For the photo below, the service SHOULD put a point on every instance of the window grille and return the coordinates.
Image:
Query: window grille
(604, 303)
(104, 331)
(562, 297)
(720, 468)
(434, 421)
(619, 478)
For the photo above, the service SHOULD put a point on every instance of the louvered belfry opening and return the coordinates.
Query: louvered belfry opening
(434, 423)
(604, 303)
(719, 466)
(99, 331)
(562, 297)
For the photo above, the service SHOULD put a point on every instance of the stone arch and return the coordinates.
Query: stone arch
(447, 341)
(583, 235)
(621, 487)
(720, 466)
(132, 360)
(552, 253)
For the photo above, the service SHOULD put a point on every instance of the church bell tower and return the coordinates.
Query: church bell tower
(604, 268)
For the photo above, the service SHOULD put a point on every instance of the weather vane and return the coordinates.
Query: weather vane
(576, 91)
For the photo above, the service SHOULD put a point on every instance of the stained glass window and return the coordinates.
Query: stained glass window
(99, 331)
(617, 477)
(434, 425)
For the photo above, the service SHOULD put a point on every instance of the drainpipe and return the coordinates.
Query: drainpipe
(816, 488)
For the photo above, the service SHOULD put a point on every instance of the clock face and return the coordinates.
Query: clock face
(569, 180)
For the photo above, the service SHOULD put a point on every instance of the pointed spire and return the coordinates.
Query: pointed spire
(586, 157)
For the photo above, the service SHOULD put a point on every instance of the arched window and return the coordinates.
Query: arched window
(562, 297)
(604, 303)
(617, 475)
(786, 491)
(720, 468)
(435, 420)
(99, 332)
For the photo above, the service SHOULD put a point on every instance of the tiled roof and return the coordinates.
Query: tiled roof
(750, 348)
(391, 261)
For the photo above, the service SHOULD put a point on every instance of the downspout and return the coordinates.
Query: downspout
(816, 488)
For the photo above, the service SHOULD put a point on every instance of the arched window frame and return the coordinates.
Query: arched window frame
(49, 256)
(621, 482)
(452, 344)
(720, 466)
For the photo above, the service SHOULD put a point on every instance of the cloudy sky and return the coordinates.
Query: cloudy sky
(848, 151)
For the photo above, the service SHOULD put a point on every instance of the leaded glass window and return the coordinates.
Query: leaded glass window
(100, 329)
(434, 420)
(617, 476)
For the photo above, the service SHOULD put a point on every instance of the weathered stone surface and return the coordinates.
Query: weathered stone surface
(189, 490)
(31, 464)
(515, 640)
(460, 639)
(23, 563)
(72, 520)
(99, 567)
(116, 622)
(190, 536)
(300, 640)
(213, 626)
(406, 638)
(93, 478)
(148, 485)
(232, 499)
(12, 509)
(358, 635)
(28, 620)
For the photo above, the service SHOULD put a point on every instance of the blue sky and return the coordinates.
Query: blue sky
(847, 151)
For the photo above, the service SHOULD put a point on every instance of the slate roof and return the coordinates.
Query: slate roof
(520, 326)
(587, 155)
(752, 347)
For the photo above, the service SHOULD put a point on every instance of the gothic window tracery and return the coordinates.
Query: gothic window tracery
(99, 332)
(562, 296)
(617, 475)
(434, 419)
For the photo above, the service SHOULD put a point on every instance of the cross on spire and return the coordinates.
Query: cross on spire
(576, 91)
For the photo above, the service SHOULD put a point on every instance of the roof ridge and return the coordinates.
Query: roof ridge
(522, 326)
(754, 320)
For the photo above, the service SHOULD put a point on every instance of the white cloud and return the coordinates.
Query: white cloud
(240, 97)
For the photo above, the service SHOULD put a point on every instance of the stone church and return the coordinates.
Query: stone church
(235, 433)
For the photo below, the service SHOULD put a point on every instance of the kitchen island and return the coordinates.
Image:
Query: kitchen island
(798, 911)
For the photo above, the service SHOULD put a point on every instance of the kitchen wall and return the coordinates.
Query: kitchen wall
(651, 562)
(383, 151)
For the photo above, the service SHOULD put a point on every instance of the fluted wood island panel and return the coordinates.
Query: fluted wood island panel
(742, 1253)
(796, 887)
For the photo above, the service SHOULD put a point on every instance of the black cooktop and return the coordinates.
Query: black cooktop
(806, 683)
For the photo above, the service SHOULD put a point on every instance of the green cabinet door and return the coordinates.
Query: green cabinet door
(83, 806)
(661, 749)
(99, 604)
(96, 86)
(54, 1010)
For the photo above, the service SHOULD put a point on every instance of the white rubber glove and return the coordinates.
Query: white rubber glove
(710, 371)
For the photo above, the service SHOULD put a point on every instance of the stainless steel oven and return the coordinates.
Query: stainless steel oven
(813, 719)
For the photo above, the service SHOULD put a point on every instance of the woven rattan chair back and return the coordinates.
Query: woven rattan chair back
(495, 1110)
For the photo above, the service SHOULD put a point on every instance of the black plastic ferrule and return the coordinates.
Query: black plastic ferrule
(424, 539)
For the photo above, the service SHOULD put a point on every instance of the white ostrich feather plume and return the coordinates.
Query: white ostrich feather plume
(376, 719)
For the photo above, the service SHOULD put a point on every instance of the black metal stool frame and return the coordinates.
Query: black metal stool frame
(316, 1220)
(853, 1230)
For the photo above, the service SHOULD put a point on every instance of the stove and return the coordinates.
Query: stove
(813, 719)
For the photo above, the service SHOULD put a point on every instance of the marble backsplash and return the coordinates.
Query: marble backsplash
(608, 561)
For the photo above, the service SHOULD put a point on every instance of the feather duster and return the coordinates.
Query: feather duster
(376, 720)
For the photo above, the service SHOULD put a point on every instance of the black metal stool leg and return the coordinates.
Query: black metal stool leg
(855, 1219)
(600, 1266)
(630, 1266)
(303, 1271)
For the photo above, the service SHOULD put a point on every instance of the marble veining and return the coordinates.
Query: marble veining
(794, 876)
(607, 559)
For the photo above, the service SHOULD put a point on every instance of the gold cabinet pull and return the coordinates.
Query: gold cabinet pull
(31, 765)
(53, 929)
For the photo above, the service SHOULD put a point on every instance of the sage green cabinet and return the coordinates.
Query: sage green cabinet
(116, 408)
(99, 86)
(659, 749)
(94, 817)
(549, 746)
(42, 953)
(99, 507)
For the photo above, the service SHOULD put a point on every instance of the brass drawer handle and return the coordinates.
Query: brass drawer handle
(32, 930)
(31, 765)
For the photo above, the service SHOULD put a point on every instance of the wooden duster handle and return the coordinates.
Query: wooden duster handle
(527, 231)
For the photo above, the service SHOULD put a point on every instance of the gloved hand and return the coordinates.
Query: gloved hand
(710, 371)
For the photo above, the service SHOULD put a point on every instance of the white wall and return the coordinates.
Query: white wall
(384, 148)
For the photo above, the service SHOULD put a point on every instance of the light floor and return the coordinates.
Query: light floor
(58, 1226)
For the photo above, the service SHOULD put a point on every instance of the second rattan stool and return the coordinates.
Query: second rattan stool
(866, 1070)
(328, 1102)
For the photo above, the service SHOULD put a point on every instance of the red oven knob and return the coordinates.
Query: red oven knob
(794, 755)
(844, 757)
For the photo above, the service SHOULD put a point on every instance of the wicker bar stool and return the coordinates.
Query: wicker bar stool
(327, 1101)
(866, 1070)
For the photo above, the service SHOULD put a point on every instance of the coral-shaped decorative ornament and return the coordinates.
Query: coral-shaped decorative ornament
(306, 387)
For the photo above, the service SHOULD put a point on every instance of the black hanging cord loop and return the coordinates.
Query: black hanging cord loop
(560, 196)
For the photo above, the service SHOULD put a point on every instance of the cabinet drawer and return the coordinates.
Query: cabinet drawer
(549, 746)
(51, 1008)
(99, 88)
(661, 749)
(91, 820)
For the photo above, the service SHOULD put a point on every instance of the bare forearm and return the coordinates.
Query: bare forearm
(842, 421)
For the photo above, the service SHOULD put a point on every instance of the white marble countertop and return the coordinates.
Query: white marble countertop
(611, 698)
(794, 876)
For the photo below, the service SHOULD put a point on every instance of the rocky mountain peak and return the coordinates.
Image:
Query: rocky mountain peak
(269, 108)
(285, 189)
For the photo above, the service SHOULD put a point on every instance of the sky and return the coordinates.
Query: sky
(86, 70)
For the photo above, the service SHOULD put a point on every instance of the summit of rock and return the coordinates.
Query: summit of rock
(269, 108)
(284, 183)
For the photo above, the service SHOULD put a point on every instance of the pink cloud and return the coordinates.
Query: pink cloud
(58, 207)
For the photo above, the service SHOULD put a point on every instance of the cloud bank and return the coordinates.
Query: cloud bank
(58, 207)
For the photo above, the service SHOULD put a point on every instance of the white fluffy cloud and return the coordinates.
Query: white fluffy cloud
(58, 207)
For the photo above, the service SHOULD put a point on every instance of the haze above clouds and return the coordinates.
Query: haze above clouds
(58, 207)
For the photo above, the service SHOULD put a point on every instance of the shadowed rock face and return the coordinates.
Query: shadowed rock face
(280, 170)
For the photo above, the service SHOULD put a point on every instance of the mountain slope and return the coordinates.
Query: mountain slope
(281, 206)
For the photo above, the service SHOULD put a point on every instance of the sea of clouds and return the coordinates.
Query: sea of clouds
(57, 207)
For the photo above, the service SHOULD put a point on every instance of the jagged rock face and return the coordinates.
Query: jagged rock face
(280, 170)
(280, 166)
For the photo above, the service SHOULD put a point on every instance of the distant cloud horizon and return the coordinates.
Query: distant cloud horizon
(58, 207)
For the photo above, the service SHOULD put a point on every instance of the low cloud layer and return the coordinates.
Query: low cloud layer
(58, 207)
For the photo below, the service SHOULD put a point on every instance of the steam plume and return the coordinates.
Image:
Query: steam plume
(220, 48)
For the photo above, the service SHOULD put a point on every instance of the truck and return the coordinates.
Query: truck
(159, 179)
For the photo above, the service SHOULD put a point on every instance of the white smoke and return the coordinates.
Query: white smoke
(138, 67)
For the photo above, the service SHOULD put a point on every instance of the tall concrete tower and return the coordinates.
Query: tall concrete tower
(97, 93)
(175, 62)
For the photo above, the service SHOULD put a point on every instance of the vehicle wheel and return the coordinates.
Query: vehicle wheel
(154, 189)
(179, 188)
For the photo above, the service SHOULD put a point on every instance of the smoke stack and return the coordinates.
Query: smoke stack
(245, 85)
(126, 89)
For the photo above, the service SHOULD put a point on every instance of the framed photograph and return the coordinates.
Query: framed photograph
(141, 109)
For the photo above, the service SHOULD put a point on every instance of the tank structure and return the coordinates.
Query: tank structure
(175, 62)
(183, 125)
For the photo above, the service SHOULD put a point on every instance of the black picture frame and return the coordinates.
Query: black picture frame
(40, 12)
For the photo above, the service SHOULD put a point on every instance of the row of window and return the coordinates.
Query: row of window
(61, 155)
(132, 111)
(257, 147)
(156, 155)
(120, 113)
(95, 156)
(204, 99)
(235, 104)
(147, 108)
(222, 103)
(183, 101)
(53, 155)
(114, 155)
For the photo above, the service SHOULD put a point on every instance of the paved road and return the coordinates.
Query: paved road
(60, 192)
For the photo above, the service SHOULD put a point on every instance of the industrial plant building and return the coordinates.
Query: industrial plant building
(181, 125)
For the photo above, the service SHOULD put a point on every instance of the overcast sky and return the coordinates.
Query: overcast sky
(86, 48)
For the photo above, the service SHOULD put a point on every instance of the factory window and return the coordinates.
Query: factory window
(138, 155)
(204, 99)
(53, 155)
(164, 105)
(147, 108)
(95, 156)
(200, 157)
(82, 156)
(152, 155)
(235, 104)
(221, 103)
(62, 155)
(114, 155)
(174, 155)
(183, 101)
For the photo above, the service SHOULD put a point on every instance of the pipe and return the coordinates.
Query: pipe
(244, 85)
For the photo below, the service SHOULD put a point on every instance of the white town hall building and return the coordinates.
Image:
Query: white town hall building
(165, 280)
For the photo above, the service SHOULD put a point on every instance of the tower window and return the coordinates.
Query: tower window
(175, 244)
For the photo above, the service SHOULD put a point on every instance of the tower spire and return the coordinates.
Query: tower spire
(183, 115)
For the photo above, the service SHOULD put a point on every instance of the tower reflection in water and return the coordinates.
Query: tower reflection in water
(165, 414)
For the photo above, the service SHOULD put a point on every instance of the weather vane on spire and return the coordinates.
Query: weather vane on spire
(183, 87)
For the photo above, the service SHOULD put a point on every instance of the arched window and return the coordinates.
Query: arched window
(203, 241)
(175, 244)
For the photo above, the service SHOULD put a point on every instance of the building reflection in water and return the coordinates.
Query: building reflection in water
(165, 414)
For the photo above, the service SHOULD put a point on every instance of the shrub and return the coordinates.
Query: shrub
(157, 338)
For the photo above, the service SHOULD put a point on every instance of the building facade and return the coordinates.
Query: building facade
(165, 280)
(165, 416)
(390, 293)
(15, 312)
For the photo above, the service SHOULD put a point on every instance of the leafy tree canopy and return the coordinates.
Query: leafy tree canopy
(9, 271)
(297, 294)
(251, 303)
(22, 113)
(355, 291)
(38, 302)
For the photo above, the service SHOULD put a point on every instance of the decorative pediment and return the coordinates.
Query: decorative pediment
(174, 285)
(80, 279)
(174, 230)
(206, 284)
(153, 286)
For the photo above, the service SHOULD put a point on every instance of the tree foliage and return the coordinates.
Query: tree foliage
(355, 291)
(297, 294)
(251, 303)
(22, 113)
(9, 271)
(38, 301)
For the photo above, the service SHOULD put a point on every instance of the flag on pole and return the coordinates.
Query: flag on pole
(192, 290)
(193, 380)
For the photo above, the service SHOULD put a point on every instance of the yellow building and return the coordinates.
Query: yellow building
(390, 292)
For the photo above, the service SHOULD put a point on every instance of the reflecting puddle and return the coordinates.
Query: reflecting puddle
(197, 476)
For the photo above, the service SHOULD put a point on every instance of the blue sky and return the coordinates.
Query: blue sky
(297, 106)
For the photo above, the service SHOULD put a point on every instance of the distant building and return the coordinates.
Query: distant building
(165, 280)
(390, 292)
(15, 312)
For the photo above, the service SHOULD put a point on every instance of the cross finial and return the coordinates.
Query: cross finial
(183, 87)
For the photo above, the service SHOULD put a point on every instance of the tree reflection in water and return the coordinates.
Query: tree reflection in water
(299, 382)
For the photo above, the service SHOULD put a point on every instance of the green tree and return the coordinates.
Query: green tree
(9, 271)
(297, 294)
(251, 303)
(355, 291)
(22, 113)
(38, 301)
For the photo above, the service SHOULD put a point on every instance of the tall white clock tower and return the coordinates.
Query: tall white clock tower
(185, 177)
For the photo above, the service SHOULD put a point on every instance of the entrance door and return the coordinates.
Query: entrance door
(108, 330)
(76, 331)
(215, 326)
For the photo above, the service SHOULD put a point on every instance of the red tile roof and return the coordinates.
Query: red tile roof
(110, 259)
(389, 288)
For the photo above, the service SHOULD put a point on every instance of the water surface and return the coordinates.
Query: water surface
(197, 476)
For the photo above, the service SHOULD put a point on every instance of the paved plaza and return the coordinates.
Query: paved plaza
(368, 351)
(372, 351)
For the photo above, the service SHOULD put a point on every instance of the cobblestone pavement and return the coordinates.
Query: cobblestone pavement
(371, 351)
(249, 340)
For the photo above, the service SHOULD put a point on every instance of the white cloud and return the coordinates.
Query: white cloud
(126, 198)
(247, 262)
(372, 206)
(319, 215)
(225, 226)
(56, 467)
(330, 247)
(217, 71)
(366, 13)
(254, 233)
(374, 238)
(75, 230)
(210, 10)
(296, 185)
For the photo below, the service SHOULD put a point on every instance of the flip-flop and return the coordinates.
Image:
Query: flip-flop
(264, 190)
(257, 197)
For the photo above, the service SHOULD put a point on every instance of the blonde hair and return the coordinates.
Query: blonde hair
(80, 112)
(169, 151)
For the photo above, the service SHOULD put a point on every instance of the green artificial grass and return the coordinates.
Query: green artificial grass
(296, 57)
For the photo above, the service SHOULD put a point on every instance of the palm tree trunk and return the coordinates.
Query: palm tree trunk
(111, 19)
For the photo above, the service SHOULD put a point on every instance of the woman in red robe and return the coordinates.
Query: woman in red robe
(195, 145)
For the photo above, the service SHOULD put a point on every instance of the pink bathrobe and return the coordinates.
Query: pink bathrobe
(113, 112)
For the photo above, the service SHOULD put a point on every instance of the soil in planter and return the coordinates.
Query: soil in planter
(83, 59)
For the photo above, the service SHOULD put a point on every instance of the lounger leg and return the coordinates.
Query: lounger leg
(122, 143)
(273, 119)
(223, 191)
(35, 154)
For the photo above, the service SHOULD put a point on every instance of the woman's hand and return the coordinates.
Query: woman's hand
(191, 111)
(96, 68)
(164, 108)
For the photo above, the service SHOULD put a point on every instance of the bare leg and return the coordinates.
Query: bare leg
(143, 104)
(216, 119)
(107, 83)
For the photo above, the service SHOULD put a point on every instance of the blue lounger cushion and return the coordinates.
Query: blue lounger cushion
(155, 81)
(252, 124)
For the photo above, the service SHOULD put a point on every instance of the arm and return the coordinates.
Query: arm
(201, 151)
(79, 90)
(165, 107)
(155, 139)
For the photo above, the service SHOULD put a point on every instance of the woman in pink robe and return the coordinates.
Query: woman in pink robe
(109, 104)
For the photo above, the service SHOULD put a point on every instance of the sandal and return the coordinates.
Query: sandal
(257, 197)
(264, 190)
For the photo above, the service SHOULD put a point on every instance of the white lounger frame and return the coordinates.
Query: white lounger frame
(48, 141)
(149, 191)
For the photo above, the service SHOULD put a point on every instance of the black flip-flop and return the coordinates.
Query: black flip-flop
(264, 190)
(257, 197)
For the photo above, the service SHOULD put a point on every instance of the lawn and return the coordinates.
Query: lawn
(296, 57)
────
→ **DIRECTIONS**: Rewrite the records from the line holding "lounger frame and return the coordinates." through the end of the records, inclusive, replacing "lawn" with "grass" and leaving everything else unchanged.

→ **COMPLETED TASK**:
For the photo above, the service SHOULD put a point on every instance of the white lounger frame and return the coordinates.
Query: white lounger frame
(48, 141)
(149, 191)
For the photo above, the service SHOULD put a point on every instance of the black flip-flop and return the coordinates.
Query: black flip-flop
(264, 190)
(257, 197)
For the photo above, the service SHOULD put a point on every instance of the grass and return the coordinates.
Query: grass
(296, 57)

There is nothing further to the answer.